— Start of RECORDS FOR THE EXERCISE —
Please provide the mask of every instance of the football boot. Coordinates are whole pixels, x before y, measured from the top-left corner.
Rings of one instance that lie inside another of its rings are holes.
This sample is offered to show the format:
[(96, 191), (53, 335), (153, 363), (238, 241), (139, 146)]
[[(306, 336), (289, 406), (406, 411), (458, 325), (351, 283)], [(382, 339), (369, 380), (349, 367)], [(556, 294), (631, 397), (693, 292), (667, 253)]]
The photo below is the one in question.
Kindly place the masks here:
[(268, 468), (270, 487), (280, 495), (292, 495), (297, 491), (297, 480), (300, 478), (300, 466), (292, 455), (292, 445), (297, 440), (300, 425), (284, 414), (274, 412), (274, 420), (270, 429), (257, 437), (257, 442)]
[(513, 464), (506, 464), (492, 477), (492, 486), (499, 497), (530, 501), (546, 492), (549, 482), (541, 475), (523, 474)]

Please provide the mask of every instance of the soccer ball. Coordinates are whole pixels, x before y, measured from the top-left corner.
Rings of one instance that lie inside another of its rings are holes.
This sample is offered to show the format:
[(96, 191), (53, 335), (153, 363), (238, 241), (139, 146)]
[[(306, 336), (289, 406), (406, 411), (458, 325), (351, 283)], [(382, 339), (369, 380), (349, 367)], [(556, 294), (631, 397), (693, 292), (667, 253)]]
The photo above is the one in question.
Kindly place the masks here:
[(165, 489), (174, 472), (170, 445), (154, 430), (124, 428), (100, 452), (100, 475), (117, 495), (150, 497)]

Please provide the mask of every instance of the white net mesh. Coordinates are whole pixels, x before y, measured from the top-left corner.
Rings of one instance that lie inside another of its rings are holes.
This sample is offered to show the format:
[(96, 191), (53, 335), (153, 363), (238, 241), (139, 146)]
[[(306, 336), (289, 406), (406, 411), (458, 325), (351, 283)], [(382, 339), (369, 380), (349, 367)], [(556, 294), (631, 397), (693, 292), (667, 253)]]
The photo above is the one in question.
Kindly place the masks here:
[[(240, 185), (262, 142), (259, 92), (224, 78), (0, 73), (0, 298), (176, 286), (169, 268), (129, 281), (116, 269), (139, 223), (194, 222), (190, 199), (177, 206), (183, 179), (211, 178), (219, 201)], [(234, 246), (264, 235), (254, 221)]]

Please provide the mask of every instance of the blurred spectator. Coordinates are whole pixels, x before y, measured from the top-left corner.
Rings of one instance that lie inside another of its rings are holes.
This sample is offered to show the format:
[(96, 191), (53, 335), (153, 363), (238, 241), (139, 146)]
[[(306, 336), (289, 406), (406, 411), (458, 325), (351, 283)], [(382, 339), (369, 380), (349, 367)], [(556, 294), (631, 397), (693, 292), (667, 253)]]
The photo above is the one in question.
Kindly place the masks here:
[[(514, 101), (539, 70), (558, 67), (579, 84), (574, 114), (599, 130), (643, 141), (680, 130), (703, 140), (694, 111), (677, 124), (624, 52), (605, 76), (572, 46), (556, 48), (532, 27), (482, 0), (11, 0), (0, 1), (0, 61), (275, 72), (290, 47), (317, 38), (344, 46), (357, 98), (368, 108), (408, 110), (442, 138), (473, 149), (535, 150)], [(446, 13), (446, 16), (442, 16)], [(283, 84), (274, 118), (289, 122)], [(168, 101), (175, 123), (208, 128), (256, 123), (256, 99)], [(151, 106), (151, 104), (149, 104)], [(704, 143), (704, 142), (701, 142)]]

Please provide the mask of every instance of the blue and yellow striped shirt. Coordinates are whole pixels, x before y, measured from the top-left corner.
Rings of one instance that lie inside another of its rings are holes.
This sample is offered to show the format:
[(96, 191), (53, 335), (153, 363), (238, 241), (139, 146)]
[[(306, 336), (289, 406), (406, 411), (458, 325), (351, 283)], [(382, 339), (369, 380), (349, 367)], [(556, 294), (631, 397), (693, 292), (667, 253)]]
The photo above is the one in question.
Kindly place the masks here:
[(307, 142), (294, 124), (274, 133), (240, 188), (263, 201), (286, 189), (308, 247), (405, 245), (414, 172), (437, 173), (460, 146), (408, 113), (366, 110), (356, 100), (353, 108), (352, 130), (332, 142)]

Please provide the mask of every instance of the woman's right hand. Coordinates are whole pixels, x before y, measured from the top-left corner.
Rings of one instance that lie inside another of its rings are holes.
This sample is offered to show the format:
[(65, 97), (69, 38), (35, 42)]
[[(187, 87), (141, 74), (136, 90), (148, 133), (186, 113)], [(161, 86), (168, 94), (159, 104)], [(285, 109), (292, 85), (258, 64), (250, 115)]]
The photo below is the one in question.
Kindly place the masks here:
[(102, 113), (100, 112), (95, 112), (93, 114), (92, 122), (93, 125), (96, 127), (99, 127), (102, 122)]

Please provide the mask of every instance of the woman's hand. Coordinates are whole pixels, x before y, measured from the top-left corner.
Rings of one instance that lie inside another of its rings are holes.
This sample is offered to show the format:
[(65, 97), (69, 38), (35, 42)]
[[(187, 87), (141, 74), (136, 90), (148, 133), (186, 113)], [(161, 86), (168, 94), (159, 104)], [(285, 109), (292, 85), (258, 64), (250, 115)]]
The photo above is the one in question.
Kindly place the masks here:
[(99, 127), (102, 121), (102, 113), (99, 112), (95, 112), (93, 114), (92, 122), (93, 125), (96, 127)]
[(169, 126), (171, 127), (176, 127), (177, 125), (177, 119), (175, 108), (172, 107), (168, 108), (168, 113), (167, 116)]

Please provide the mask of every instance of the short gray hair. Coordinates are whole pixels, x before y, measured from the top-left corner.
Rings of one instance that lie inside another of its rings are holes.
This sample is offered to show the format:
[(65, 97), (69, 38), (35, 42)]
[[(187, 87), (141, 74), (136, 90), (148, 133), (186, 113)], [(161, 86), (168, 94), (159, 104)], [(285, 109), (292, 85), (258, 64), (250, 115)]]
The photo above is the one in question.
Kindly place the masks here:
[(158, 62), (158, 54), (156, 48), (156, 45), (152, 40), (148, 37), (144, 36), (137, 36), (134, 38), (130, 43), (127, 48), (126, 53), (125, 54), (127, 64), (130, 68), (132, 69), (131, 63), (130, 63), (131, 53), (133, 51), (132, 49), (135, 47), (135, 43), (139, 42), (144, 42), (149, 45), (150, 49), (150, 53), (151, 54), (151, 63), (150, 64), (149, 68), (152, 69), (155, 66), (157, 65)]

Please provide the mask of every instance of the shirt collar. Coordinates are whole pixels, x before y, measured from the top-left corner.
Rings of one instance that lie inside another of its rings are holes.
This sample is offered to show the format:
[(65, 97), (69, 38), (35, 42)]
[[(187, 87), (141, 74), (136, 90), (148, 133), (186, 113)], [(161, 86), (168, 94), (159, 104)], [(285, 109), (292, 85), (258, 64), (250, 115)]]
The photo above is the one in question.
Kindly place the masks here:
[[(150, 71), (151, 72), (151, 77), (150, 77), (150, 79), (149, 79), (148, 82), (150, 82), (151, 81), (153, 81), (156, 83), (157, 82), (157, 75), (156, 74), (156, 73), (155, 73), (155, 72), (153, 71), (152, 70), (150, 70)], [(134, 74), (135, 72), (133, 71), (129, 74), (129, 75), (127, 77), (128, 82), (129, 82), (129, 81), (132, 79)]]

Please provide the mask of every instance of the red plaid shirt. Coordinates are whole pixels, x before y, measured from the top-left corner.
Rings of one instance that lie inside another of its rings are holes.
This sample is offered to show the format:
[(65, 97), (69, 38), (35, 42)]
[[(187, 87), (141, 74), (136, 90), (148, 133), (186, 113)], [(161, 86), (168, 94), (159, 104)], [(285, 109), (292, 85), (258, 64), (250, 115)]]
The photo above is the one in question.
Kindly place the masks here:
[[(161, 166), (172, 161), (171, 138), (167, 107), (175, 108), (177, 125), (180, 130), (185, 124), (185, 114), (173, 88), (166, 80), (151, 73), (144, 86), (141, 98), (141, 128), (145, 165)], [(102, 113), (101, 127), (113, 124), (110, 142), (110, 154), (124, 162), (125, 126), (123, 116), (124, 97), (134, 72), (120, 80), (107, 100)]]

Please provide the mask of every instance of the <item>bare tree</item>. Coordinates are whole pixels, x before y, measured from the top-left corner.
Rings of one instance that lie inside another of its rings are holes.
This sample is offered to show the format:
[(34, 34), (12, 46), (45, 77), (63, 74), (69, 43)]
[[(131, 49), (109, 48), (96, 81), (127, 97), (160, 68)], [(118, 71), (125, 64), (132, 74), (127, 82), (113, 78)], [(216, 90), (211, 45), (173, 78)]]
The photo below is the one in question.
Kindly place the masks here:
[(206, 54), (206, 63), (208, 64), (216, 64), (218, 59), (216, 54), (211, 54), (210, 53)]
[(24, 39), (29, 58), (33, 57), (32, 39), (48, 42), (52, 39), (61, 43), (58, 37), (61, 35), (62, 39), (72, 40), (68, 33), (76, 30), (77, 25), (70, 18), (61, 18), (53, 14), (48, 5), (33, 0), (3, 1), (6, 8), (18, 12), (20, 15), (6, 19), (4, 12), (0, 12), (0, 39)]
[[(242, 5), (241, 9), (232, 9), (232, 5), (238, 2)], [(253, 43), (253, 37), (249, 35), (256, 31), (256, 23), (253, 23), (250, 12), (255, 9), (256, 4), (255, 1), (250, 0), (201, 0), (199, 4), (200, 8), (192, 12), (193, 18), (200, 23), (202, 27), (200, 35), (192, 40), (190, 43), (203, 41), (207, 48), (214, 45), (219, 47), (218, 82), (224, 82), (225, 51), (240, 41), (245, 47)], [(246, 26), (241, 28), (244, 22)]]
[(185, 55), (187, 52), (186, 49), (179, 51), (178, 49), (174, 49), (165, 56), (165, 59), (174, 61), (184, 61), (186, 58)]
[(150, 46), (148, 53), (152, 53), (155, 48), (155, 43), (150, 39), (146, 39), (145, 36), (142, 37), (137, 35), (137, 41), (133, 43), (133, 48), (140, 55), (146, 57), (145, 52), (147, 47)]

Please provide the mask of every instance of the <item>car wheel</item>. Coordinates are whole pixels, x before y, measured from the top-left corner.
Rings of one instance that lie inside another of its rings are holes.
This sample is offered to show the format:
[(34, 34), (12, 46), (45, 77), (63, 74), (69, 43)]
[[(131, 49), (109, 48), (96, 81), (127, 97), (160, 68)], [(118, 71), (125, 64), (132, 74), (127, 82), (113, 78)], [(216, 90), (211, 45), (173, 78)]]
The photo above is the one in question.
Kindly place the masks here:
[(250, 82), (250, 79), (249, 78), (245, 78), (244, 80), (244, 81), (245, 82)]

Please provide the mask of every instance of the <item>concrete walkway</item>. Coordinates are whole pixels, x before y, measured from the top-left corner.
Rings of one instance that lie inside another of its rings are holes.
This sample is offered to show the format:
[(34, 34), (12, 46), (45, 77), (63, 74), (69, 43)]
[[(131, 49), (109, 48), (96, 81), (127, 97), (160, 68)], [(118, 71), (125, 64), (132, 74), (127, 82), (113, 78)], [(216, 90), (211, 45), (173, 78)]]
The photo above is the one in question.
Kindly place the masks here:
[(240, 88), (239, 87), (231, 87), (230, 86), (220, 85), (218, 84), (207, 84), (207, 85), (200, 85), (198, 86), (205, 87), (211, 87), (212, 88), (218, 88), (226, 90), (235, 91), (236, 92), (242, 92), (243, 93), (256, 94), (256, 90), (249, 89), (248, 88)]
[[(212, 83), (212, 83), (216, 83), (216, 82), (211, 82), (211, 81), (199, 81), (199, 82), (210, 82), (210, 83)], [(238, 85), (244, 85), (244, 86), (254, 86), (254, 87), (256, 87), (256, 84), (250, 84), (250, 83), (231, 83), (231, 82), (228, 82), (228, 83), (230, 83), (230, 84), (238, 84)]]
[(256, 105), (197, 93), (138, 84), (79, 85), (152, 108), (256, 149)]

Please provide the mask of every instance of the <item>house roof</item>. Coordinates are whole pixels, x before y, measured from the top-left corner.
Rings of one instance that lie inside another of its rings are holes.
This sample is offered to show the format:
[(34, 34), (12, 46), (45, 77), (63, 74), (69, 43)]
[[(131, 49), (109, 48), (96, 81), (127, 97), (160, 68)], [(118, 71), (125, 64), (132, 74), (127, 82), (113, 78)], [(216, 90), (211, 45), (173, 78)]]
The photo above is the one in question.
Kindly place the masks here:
— End of RECORDS FOR THE EXERCISE —
TASK PROMPT.
Please quote the lines from the very first one through the line that contains "437), (257, 442)]", including both ends.

ANSWER TO THE EXERCISE.
Please provide the mask of every instance of the football boot. Coordinates are whole pixels, x before y, measured from the top-left corner.
Rings of one instance that lie inside another of its rings are holes.
This sample is offered to show the format:
[(96, 191), (53, 335), (153, 363), (238, 241), (139, 146)]
[[(306, 336), (289, 406), (406, 411), (458, 325), (351, 283)], [(382, 339), (369, 380), (349, 367)], [(556, 294), (631, 397), (693, 292), (667, 253)]]
The photo below is the one in question.
Kindly place the masks here:
[(268, 468), (270, 487), (280, 495), (292, 495), (297, 491), (297, 480), (300, 478), (300, 466), (292, 455), (292, 445), (297, 440), (300, 425), (284, 414), (274, 412), (274, 420), (270, 429), (257, 437), (257, 442)]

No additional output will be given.